§ **ASSIGNMENT**:
An identical transcription of the records is required.

Data entries:
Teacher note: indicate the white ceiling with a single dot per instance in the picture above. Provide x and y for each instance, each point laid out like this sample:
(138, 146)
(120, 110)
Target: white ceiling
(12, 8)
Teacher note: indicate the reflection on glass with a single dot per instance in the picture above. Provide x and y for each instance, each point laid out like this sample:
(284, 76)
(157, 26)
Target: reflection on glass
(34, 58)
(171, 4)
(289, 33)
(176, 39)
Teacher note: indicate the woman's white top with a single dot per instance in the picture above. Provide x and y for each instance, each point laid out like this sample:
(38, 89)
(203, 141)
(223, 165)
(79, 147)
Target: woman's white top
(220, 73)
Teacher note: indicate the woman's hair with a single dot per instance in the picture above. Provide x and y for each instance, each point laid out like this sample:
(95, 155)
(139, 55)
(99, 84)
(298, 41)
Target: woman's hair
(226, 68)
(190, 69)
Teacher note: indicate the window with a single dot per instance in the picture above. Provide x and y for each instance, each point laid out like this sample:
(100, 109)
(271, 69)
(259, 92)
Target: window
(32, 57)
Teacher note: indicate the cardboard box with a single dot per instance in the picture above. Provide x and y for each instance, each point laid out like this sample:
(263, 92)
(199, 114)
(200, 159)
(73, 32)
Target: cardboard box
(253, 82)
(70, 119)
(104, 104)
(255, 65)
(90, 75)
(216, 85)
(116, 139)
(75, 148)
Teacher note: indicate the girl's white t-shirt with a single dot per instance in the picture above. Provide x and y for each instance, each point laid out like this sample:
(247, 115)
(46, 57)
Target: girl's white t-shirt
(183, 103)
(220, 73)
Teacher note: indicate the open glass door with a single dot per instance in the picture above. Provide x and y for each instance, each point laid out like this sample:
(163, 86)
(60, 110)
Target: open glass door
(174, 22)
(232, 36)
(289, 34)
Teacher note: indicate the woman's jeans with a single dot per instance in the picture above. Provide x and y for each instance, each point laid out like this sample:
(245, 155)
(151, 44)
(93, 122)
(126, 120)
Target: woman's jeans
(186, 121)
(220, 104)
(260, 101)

§ **RESULT OF THE TASK**:
Teacher note: indicate the white ceiling with a single dot per instance in the picture above. Provide x and y for each instance, each point laid out like this sample:
(138, 146)
(120, 110)
Target: white ceiling
(12, 8)
Teacher note: indicate the reflection on glass with a single dot per instance in the picture above. Provide x and y for each instance, each point laid out like this sample:
(284, 76)
(157, 26)
Target: reflection on glass
(34, 58)
(171, 4)
(289, 33)
(176, 39)
Teacher note: indicate the woman's white top with a single dot per instance in the picture above. Provide x and y for each instance, each point laid out like this sample:
(38, 89)
(203, 141)
(223, 165)
(79, 147)
Target: woman's white top
(220, 73)
Teacher note: indicate the woman's hair with a single dot per instance in the picture above. Provide x and y for each instance, each point laid out like this sample:
(95, 155)
(139, 55)
(99, 84)
(298, 41)
Target: woman's hair
(226, 68)
(190, 69)
Teacher note: indicate the window with a single dot per instance in the picture above. Provide x and y for each instance, each point laid out like this sample:
(100, 109)
(271, 69)
(259, 92)
Target: window
(32, 57)
Teacher note: indicate the cardboard box with a single dot per instance in the picture above. Provide x and y for each instance, each point laid out like this sample:
(263, 92)
(199, 114)
(200, 159)
(73, 32)
Target: cardboard box
(253, 82)
(70, 119)
(104, 104)
(255, 65)
(90, 75)
(216, 85)
(116, 139)
(75, 148)
Teacher note: indicate the girl's white t-shirt with a single dot per instance in the picture above. Provide x and y for each instance, each point laid out like this sample:
(247, 115)
(46, 57)
Target: girl's white t-shirt
(183, 103)
(220, 73)
Teacher note: indicate the open glass door with a single dot per instance in the picture above. Provide x and y for each instance, each point laid out like this sample:
(163, 86)
(60, 110)
Target: open glass door
(174, 22)
(232, 36)
(289, 34)
Teacher note: indicate the woman's jeans with a single dot per instance in the picture above. Provide x and y for each instance, each point laid out like this sample:
(245, 155)
(151, 44)
(93, 122)
(126, 120)
Target: woman's jeans
(186, 121)
(220, 104)
(260, 101)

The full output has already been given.